# TRY IT
Find the word "roof" in the data. Return every line where it appears.

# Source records
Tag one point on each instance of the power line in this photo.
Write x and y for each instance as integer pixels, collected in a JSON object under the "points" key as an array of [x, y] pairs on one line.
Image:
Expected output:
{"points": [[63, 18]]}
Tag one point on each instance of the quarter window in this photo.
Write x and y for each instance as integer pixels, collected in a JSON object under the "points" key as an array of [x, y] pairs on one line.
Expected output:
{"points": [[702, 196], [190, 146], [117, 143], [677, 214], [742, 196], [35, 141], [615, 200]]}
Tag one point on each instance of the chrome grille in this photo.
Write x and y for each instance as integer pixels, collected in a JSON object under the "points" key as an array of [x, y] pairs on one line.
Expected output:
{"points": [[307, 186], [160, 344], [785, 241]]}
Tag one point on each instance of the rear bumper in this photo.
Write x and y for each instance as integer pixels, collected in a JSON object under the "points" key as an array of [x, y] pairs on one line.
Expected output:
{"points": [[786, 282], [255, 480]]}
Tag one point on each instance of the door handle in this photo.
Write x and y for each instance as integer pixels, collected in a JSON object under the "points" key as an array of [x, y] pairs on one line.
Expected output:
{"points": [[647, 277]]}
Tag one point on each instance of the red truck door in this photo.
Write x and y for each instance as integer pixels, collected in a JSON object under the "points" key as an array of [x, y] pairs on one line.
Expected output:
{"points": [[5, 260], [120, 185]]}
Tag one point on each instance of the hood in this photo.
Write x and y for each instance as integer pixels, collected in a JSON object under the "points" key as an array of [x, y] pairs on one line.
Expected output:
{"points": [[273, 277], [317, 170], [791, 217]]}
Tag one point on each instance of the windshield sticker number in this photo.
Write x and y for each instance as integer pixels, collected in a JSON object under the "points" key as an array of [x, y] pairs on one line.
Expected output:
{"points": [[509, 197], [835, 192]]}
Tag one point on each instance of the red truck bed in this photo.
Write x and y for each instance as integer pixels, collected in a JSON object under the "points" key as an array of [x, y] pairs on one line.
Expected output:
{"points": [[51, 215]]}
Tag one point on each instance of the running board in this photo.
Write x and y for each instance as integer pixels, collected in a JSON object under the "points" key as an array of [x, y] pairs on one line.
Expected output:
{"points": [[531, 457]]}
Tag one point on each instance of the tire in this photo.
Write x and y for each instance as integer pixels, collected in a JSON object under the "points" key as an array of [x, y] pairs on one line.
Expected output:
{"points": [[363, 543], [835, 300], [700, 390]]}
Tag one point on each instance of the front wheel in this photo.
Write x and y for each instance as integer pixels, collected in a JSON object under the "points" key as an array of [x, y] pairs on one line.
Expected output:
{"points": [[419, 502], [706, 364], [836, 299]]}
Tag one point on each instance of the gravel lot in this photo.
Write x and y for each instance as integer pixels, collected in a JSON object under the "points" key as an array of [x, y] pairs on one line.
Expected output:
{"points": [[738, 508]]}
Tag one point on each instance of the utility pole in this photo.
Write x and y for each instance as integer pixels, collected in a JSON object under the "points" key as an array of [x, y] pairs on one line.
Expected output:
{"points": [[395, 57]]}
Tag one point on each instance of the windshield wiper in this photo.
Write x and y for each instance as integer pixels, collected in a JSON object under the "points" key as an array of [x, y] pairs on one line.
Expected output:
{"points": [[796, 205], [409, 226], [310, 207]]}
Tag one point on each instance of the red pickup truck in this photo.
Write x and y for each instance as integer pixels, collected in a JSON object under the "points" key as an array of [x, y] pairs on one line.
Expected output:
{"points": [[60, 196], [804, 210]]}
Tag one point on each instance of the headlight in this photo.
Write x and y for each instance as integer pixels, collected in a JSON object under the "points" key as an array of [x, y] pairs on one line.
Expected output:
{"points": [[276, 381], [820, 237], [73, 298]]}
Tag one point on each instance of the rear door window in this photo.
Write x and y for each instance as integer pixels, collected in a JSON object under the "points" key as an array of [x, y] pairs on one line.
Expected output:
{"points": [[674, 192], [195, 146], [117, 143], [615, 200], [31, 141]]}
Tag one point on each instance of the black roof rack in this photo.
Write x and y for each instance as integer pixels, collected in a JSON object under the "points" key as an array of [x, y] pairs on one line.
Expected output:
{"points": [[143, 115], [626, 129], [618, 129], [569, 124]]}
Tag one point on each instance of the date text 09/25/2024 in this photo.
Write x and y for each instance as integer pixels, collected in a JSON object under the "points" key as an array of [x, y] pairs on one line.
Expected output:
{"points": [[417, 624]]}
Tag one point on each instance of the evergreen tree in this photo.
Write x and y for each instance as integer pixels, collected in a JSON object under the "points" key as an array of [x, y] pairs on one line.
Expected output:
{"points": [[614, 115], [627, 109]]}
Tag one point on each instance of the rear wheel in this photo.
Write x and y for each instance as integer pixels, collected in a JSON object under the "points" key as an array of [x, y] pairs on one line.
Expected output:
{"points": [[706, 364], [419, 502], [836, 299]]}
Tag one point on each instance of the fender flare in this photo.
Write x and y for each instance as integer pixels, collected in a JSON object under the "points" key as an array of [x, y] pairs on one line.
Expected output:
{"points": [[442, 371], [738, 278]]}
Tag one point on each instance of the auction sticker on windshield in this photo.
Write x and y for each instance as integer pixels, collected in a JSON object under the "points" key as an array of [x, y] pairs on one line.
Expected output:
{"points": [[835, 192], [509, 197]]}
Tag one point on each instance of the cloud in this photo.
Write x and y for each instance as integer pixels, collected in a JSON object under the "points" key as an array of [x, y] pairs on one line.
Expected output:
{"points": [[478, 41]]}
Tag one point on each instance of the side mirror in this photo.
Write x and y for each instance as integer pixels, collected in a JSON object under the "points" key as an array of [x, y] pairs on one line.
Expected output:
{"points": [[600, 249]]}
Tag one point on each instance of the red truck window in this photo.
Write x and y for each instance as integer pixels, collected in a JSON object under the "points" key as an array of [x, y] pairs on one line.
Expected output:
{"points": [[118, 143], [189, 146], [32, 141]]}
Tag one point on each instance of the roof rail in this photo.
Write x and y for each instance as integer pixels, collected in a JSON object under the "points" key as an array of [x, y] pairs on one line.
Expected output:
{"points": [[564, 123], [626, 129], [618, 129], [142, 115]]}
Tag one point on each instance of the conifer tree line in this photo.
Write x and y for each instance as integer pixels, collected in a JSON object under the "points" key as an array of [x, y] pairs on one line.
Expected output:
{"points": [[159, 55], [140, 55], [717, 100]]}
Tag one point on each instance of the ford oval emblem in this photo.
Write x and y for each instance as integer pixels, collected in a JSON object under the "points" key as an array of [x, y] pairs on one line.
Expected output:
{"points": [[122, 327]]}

# OUTPUT FOR THIS TASK
Tag one point on each instance of the black roof rack in this photo.
Tag one point on each instance of the roof rail in this photo.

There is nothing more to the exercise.